**WHAT THIS TASK INVOLVES**:
Give only a number in reply. It should be how many lines in the records contain the string "tablecloth".

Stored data
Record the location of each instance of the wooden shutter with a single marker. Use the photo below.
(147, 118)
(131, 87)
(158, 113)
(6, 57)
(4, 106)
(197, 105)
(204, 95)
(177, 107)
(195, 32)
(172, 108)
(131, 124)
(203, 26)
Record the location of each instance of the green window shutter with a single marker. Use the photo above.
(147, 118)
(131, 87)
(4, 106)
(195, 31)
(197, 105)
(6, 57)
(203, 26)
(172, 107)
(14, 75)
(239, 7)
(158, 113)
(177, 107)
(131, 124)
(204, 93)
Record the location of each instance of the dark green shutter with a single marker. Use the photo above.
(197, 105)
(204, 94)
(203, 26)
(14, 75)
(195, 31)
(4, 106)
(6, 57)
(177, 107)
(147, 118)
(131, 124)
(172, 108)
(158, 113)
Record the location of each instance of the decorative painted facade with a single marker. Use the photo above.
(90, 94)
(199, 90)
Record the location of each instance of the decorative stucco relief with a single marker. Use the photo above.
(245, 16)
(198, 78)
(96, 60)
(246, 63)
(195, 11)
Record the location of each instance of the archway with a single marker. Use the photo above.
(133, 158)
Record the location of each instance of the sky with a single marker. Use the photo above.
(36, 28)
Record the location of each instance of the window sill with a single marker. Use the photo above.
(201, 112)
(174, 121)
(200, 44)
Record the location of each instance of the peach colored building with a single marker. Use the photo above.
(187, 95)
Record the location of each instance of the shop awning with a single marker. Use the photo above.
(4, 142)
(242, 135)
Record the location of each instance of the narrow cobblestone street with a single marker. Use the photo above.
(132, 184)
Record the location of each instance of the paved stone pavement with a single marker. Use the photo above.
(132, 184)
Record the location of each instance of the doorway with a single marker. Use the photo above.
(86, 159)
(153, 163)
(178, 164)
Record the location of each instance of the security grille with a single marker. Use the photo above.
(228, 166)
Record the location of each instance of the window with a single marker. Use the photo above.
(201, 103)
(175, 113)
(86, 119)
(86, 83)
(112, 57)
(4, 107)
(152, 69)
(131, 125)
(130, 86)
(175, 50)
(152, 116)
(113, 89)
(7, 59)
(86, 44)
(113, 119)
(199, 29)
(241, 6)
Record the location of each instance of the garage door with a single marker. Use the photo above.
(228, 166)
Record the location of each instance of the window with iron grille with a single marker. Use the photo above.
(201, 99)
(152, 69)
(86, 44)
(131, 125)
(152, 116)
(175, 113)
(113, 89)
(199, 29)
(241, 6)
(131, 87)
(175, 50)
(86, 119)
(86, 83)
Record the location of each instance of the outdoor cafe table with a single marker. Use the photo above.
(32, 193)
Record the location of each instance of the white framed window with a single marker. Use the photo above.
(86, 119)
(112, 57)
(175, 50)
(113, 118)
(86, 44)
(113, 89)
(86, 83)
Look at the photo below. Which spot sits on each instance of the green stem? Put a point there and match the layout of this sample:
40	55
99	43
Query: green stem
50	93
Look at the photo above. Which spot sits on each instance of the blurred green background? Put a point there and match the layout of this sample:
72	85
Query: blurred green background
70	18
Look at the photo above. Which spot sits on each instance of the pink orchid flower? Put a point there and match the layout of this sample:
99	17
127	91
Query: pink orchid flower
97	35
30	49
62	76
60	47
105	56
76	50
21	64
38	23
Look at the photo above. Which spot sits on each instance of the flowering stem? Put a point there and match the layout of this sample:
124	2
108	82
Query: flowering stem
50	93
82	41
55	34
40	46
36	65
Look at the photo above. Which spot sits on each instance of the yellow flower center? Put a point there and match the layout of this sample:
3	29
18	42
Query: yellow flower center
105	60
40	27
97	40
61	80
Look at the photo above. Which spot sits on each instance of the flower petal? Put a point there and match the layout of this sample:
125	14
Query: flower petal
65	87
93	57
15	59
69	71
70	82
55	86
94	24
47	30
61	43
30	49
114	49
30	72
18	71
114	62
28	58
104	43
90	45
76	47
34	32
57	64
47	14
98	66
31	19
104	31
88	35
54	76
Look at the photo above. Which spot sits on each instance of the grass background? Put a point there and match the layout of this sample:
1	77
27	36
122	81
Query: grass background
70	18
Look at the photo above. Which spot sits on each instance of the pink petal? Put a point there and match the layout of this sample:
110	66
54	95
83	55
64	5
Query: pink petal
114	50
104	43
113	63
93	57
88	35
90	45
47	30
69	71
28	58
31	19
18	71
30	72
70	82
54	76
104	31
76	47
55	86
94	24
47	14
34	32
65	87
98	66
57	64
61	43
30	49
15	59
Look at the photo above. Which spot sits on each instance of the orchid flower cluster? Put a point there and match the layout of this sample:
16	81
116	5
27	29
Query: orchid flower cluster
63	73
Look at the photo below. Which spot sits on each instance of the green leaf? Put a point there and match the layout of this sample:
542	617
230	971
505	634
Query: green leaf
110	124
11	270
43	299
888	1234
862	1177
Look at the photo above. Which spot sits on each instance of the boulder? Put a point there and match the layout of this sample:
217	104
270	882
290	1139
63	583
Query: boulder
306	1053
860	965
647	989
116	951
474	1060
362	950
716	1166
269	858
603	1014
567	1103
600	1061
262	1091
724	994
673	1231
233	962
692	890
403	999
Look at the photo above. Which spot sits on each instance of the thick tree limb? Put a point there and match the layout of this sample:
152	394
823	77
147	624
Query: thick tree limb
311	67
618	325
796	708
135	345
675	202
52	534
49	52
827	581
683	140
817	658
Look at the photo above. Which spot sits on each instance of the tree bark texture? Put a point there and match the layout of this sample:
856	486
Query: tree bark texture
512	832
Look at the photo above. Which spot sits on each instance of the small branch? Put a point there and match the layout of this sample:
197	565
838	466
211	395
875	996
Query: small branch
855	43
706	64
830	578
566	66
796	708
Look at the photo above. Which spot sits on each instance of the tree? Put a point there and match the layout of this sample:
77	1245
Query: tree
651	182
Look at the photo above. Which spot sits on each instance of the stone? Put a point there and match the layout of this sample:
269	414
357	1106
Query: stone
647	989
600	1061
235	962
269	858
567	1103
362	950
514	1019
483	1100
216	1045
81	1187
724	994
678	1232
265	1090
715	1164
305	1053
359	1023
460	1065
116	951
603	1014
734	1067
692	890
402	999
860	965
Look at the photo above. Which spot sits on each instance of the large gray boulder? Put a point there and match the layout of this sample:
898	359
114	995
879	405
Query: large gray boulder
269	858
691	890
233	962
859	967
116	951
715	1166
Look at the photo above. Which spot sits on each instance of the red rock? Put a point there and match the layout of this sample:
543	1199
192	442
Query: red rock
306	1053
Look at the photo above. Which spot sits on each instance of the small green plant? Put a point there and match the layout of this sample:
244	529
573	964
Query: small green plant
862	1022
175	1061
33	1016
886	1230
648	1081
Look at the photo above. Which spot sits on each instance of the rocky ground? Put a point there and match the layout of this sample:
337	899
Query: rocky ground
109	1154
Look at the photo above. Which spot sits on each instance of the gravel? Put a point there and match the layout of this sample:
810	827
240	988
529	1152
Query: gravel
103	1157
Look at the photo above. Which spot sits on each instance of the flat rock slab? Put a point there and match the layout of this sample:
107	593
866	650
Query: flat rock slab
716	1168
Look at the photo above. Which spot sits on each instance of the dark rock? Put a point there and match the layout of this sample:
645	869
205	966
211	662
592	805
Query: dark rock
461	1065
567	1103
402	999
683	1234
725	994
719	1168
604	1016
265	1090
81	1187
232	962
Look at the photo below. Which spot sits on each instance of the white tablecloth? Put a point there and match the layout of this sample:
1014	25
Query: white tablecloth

**SOLUTION FOR THIS EXERCISE**:
2